## WHAT IS NEEDED
Line count for the string "marker" in the records below: report that figure and nothing else.

## THE DATA
········

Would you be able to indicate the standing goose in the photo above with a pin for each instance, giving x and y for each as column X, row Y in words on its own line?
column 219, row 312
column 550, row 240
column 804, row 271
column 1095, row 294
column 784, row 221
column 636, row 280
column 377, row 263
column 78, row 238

········

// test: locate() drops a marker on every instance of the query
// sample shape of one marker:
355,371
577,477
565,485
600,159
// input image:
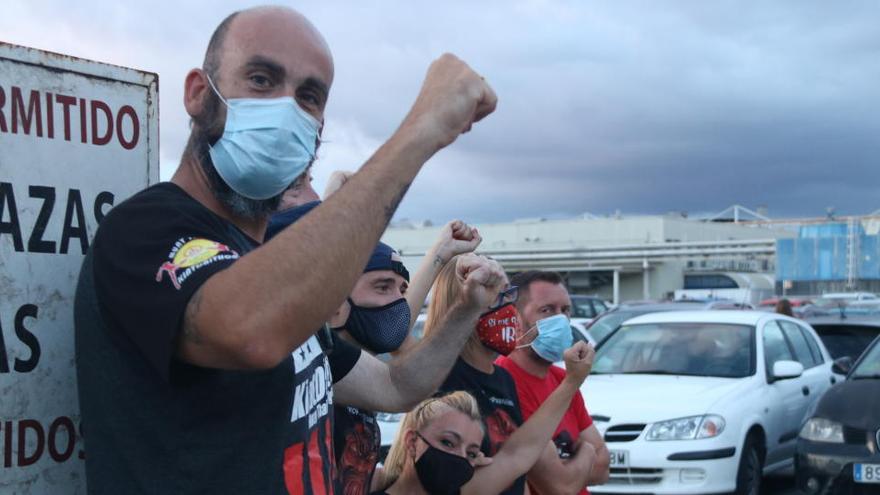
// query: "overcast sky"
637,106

········

## PROBLEM SOLUTION
2